### Task goal
Exclude images and print all the records verbatim.

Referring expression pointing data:
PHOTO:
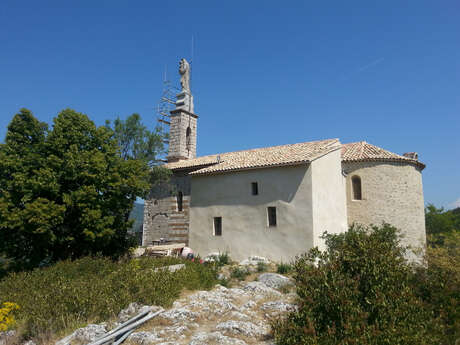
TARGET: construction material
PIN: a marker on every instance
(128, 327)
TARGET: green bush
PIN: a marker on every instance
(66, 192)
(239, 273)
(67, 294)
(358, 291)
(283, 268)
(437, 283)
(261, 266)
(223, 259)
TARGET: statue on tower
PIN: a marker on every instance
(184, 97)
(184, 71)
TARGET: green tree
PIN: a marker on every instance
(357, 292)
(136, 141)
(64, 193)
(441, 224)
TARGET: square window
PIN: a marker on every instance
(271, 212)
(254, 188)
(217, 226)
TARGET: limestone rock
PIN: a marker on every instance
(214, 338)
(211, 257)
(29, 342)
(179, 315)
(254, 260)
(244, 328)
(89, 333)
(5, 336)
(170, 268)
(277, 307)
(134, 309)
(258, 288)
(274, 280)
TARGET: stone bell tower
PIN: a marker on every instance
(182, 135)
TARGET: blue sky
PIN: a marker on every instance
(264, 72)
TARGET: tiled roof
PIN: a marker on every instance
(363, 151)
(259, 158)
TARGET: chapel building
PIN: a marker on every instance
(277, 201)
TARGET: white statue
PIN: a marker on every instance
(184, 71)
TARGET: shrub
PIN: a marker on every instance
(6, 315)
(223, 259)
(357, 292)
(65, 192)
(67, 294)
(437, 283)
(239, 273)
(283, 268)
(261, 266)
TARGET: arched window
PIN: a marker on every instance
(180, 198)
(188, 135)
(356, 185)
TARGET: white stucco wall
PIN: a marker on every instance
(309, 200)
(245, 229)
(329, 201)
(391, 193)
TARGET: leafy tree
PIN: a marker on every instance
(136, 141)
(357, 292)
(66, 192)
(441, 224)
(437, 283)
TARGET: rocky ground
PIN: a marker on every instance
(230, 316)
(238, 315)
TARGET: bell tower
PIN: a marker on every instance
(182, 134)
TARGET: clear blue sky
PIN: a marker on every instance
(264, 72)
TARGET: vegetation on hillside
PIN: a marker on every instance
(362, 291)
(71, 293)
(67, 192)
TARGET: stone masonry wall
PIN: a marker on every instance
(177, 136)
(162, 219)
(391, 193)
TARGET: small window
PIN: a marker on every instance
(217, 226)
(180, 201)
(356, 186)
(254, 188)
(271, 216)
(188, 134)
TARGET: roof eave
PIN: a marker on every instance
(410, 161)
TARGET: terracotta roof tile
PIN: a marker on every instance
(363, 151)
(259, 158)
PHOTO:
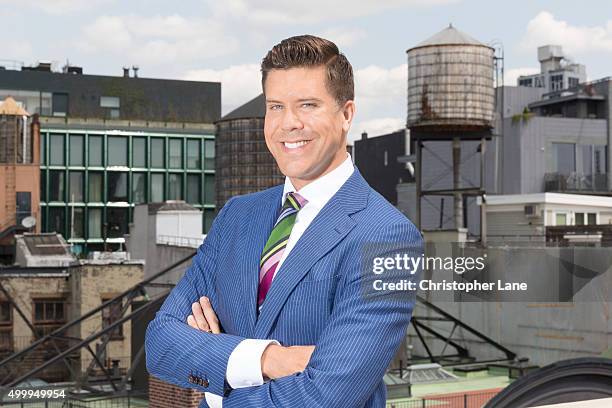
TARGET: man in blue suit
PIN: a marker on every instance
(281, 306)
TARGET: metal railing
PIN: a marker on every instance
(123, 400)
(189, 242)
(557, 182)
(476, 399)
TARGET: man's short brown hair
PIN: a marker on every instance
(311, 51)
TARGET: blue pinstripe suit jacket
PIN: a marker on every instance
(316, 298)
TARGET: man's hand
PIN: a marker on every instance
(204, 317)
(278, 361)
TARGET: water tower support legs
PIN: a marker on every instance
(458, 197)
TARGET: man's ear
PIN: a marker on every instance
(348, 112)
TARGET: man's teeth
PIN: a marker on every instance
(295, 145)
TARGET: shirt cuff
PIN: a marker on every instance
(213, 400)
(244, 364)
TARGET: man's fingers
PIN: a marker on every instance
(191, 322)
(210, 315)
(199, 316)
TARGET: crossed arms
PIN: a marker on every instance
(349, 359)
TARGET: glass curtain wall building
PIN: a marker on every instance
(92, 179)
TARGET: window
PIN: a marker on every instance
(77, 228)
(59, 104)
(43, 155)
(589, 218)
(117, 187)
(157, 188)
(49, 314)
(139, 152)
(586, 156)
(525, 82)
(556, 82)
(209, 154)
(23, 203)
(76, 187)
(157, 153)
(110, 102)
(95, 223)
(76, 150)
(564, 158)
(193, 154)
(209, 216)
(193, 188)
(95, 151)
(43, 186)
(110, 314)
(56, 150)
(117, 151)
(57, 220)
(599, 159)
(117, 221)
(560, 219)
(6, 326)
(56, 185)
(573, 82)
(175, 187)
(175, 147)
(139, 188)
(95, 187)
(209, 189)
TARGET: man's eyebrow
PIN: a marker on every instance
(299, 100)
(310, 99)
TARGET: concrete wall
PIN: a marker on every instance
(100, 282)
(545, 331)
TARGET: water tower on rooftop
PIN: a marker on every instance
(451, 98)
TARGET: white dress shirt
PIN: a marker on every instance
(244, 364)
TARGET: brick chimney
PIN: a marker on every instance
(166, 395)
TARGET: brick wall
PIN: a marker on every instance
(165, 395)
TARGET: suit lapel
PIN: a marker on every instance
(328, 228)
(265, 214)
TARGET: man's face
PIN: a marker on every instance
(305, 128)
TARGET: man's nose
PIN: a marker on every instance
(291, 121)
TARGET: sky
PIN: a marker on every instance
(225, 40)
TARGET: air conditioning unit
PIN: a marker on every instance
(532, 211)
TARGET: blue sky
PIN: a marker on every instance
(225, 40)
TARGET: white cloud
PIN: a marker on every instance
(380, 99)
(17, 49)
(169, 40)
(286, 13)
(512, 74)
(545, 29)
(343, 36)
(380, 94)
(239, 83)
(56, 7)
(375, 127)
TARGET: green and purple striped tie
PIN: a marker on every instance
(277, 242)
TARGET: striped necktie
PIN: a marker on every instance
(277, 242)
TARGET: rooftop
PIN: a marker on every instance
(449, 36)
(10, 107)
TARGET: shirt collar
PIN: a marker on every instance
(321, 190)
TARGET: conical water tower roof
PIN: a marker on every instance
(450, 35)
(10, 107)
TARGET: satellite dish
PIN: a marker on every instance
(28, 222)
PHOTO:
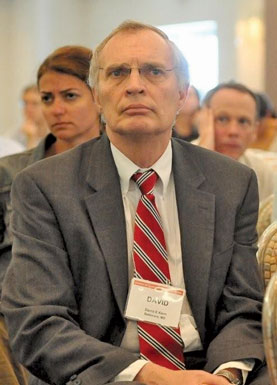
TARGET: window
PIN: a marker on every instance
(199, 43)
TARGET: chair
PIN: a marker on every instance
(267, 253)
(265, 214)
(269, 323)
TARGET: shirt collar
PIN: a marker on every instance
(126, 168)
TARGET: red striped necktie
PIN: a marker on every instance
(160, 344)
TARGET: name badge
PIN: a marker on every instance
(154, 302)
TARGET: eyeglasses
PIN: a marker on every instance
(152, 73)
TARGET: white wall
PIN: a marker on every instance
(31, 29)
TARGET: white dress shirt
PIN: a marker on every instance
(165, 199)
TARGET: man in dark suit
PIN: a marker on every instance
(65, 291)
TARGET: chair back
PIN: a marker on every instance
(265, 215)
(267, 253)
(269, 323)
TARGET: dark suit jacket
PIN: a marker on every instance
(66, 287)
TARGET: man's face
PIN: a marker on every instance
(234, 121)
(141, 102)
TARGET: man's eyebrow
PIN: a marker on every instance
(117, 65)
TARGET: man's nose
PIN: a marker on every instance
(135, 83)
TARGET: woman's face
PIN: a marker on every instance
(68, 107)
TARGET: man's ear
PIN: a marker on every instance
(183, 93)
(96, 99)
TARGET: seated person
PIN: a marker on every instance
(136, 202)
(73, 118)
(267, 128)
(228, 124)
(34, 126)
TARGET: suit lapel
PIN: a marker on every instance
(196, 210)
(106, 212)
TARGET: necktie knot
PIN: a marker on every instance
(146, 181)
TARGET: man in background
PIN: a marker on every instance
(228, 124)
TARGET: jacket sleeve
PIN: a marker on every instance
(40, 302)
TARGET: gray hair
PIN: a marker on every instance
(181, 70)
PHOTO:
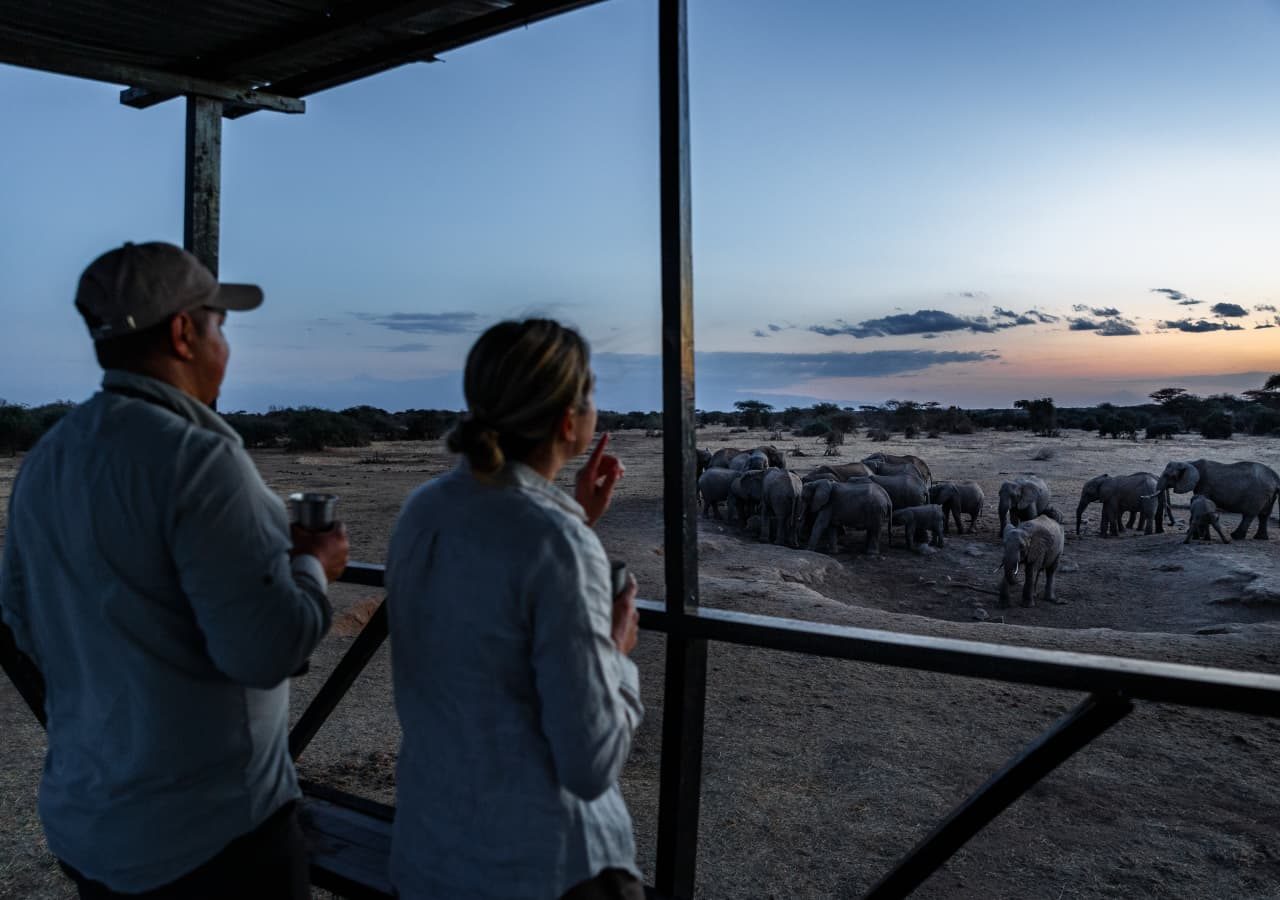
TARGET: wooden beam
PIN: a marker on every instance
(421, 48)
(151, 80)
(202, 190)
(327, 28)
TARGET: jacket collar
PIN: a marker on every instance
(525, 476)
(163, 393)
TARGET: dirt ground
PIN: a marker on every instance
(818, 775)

### Reply to the exercise
PHOTO:
TARGET: construction material
PIN: a marker on every instance
(128, 327)
TARGET: green bush
PIN: a marker on every instance
(66, 192)
(239, 273)
(67, 294)
(358, 291)
(283, 268)
(437, 283)
(261, 266)
(223, 259)
TARGET: statue on tower
PIN: a marker on every instance
(184, 97)
(184, 71)
TARGET: green tree
PIN: a marker on every instance
(357, 292)
(136, 141)
(64, 193)
(441, 224)
TARGET: square window
PIN: a marker on every instance
(271, 212)
(254, 188)
(217, 226)
TARGET: limestone rock
PIN: a marker on every instance
(214, 338)
(211, 257)
(29, 342)
(179, 315)
(254, 260)
(244, 328)
(89, 333)
(5, 336)
(170, 268)
(277, 307)
(134, 309)
(258, 288)
(274, 280)
TARGET: stone bell tower
PIN: a marker on every instance
(182, 135)
TARGET: blue sky
PIN: a marker on every instance
(264, 72)
TARGET: tiled roof
PIN: a marker on every instance
(363, 151)
(259, 158)
TARGET: chapel building
PIN: a marker on every instance
(277, 201)
TARGET: white statue
PIN: a marker on every instance
(184, 71)
TARGET: shrub
PIN: a marker on every instance
(6, 315)
(223, 259)
(357, 292)
(65, 192)
(67, 294)
(437, 283)
(239, 273)
(283, 268)
(261, 266)
TARGET: arched window
PIN: a marker on every instance
(180, 198)
(188, 135)
(356, 185)
TARGET: white stucco wall
PIN: a marker on every instance
(309, 200)
(245, 229)
(329, 201)
(391, 193)
TARGET: leafy tree
PIN: a marker on every instance
(136, 141)
(357, 292)
(66, 192)
(441, 224)
(437, 283)
TARGET: rocky ground
PIN: a marker on every instance
(230, 316)
(238, 315)
TARGET: bell tower
PIN: a marker on every instance
(182, 134)
TARGET: clear blue sky
PIN: a marker on every instance
(264, 72)
TARGET: vegetation on hillside
PIN: a marker on every instance
(362, 291)
(71, 293)
(67, 192)
TARGET: stone masonry wall
PIN: a marker on every instance
(177, 136)
(162, 219)
(391, 193)
TARGET: small window
PIN: a marker on every instance
(217, 226)
(180, 201)
(356, 186)
(254, 188)
(271, 216)
(188, 134)
TARGET: roof eave
PIN: a marker on every instance
(410, 161)
TARGET: terracotta roof tile
PIN: a marker on every instance
(363, 151)
(259, 158)
PHOTO:
TARGET: man in blue suit
PIN: a marker on every instance
(281, 306)
TARGET: metal railing
PIN: a marker on every instance
(123, 400)
(189, 242)
(557, 182)
(476, 399)
TARGET: man's short brown hair
PIN: a marker on every instance
(311, 51)
TARGET: blue pinstripe suit jacket
PIN: a marker on every instance
(316, 298)
TARGET: man's hand
PIN: a marker on every instance
(204, 317)
(278, 361)
TARGET: water tower support legs
PIN: a marker on every instance
(458, 197)
TARGET: man's ear
PIN: a marker on every instance
(348, 112)
TARGET: man's teeth
PIN: a marker on every instance
(295, 145)
TARGET: shirt cuff
PIN: a marker on every instance
(213, 400)
(244, 364)
TARGET: man's fingers
PIN: a marker on every instance
(191, 322)
(210, 315)
(199, 316)
TARGET: crossed arms
PIN: a marker on every instance
(349, 359)
TARGET: glass curtain wall building
PIN: a marker on every instance
(92, 179)
TARGET: window
PIN: a marker on every instance
(77, 228)
(59, 104)
(43, 155)
(589, 218)
(117, 187)
(157, 188)
(49, 314)
(139, 152)
(586, 156)
(525, 82)
(556, 82)
(209, 154)
(23, 203)
(76, 187)
(157, 153)
(110, 102)
(95, 223)
(76, 150)
(564, 158)
(193, 154)
(209, 216)
(193, 188)
(95, 151)
(43, 186)
(110, 314)
(56, 150)
(117, 151)
(57, 220)
(599, 159)
(117, 221)
(560, 219)
(6, 326)
(56, 185)
(573, 82)
(175, 187)
(175, 147)
(139, 188)
(95, 187)
(209, 189)
TARGET: man's eyebrow
PIN: a marker on every instance
(299, 100)
(310, 99)
TARGET: concrete wall
PIN: a marker on every instance
(100, 282)
(545, 331)
TARGET: water tower on rooftop
PIN: a marker on every instance
(451, 98)
TARGET: white dress shirt
PIN: a marker on every instance
(244, 364)
TARGET: brick chimney
PIN: a marker on every instance
(166, 395)
TARGET: brick wall
PIN: a marker on every instance
(165, 395)
TARGET: suit lapel
PIN: a marker on every instance
(328, 228)
(265, 214)
TARGET: man's face
PIN: a marker on every instance
(305, 128)
TARGET: man's nose
PIN: a marker on every instance
(291, 121)
TARGET: sky
PIN: a marker on every instance
(225, 40)
TARGET: air conditioning unit
PIN: a marker on every instance
(532, 211)
TARGET: blue sky
PIN: a marker on every instance
(225, 40)
TARGET: white cloud
PIN: a marker on every instance
(380, 99)
(17, 49)
(169, 40)
(286, 13)
(512, 74)
(545, 29)
(343, 36)
(380, 94)
(239, 83)
(56, 7)
(375, 127)
TARGET: green and purple striped tie
PIN: a marker on every instance
(277, 242)
TARGET: striped necktie
PIN: a marker on every instance
(277, 242)
TARGET: rooftop
PIN: a marker on every instance
(449, 36)
(10, 107)
TARGET: shirt collar
PIN: a marker on every instance
(321, 190)
TARGET: conical water tower roof
PIN: a marker on every instance
(450, 35)
(10, 107)
TARGET: satellite dish
PIN: a marker on every instance
(28, 222)
PHOTO:
TARGET: window
PIN: a marker on every instance
(199, 43)
TARGET: chair
PIN: a marker on every instance
(267, 253)
(265, 214)
(269, 323)
TARGET: shirt collar
PIN: a marker on every instance
(126, 168)
TARGET: red striped necktie
PIN: a marker on every instance
(160, 344)
TARGET: name badge
PIN: a marker on every instance
(154, 302)
TARGET: eyeglasses
PIN: a marker on every instance
(152, 73)
TARGET: white wall
PIN: a marker on every instance
(31, 29)
TARGET: white dress shirt
PIN: a marker on every instance
(165, 199)
TARGET: man in dark suit
PIN: a marker on every instance
(65, 291)
TARGET: chair back
PIN: a marker on every instance
(265, 215)
(267, 253)
(269, 323)
TARGET: dark suit jacket
PIN: a marker on every instance
(66, 287)
TARGET: man's face
PIN: a marker on every instance
(234, 121)
(141, 102)
TARGET: man's eyebrow
PIN: a marker on every instance
(117, 65)
TARGET: man's nose
PIN: a marker on every instance
(135, 83)
TARGET: woman's face
PIN: a marker on every instance
(68, 107)
TARGET: man's ear
PIN: a marker on every instance
(183, 93)
(96, 99)
TARGET: seated person
PIN: a marker on every instance
(136, 202)
(73, 118)
(267, 128)
(228, 124)
(34, 126)
TARGET: suit lapel
PIN: a marker on every instance
(196, 210)
(106, 212)
TARGET: necktie knot
PIN: a marker on every instance
(146, 181)
TARGET: man in background
PIN: a marker on every instance
(228, 124)
TARGET: jacket sleeve
PIN: a marker on every instance
(40, 302)
TARGET: gray hair
PIN: a marker on every instance
(181, 70)
PHOTO:
TARGET: wooden beam
PIN: a marker on every instance
(421, 48)
(151, 80)
(202, 190)
(327, 28)
TARGET: jacket collar
PIN: a marker on every instance
(525, 476)
(163, 393)
TARGET: dirt ground
PIN: a marker on every instance
(818, 775)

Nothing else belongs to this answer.